МАТЕРИАЛ ДЛЯ УПРАЖНЕНИЯ:
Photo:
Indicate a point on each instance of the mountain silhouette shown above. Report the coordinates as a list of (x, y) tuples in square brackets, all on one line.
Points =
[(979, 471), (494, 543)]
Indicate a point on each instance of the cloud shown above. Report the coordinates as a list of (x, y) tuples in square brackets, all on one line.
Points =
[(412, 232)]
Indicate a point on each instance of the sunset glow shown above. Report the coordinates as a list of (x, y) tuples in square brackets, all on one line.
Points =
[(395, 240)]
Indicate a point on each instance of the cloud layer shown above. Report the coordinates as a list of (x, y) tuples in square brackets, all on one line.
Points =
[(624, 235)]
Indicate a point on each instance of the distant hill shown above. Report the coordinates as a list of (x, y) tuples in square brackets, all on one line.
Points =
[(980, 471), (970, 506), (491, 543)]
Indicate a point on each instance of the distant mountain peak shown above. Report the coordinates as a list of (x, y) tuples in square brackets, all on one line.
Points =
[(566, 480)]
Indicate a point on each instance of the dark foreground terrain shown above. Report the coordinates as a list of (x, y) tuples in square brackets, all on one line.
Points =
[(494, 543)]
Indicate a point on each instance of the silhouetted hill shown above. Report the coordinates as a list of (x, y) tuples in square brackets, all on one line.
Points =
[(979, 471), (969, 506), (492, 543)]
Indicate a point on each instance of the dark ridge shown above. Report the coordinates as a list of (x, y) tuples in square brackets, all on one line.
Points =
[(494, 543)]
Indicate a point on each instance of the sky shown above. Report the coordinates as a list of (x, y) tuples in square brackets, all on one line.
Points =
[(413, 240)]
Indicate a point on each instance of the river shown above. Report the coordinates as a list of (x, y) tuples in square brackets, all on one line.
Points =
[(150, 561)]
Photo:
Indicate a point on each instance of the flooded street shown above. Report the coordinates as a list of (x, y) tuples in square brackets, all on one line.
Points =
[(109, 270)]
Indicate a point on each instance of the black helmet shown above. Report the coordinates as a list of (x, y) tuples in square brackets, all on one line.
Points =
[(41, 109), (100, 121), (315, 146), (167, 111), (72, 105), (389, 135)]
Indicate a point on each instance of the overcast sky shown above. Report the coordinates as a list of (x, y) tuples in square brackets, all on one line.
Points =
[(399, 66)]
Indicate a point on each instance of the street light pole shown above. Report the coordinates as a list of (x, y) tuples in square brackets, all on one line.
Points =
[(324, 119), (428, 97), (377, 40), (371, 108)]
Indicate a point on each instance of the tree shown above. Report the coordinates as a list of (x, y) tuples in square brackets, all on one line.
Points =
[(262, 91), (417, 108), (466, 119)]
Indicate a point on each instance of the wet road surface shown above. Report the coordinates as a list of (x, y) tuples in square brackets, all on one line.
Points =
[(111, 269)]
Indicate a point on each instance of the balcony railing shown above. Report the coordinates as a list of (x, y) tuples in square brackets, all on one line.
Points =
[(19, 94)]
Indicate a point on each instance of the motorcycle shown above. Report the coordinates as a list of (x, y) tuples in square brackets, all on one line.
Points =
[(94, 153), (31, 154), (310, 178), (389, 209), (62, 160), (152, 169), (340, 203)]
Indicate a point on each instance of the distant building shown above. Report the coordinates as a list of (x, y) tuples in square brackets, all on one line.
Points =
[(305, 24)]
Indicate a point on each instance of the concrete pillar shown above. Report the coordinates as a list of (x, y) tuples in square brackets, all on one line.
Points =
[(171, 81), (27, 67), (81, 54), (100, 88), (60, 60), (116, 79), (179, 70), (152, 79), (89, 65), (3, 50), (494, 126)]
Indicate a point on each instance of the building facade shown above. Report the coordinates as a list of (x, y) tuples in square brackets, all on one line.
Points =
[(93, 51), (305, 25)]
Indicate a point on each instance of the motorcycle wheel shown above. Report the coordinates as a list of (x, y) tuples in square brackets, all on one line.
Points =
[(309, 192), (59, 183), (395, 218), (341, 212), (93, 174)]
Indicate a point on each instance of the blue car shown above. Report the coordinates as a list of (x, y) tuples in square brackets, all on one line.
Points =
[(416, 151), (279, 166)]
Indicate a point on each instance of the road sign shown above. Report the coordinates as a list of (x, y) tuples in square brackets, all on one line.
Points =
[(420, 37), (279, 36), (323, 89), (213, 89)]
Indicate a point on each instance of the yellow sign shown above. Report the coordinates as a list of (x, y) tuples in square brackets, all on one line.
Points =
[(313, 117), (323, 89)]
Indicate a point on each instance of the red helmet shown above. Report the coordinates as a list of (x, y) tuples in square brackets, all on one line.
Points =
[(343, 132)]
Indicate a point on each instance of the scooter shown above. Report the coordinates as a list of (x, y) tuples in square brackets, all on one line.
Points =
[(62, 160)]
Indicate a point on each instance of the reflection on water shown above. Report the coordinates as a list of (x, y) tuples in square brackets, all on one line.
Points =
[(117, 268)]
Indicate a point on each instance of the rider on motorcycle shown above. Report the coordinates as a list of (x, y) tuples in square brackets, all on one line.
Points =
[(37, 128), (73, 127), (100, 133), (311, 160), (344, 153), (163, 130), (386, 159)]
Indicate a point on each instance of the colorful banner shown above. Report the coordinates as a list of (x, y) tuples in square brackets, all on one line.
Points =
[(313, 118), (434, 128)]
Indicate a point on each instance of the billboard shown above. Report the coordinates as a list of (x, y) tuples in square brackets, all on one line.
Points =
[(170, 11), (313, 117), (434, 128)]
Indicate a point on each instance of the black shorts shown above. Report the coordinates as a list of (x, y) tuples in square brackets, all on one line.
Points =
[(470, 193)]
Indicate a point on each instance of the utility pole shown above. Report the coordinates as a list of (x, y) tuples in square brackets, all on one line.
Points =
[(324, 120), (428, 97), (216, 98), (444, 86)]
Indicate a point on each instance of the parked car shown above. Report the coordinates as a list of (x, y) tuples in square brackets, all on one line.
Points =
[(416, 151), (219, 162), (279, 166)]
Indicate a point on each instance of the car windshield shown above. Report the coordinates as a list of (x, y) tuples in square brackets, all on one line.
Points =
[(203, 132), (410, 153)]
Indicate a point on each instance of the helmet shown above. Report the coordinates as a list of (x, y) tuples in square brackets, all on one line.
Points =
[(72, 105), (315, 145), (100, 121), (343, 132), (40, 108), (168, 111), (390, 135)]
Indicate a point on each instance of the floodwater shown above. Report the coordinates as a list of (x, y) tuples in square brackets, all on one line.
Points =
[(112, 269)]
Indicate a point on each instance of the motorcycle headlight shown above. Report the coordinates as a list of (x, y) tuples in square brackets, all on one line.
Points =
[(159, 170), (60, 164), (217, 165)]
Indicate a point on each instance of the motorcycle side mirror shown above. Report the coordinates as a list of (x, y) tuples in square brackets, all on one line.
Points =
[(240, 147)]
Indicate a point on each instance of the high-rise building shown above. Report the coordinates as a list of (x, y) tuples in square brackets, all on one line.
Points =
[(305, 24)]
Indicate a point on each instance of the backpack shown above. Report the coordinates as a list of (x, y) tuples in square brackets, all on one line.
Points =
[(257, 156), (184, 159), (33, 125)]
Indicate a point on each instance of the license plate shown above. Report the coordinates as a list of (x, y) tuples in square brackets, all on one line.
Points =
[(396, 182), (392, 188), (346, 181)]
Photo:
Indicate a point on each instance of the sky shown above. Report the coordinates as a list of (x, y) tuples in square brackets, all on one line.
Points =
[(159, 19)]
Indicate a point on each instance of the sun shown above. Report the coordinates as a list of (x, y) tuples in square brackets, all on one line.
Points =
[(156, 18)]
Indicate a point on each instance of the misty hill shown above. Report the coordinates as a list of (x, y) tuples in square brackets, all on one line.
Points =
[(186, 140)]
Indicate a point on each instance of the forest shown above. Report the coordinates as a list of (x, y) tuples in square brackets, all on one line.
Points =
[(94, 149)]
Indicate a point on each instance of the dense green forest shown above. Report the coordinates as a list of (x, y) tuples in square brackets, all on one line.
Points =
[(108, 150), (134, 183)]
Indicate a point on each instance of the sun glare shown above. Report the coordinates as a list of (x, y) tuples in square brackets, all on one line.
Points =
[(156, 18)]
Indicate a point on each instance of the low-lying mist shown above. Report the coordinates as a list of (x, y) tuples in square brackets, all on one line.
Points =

УСЛОВИЕ ЗАДАНИЯ: Можете заменить «blue car» на «red car» в строках материала, начиная со строки с «Indicate a point on each instance of the building» и заканчивая строкой с «[(416, 151), (279, 166)]» включительно? Приведите только эти строки целиком, больше ничего в них не меняя.

РЕШЕНИЕ:
Indicate a point on each instance of the building facade shown above. Report the coordinates as a list of (x, y) tuples in square brackets, all on one line.
Points =
[(93, 51), (305, 25)]
Indicate a point on each instance of the motorcycle wheel shown above. Report the coordinates as a list of (x, y) tuples in square brackets, all on one line.
Points =
[(309, 192), (59, 183), (395, 218), (341, 212), (93, 174)]
Indicate a point on each instance of the red car shown above. Report the coordinates as a list of (x, y) tuples in square brackets, all on one line.
Points =
[(416, 151), (279, 166)]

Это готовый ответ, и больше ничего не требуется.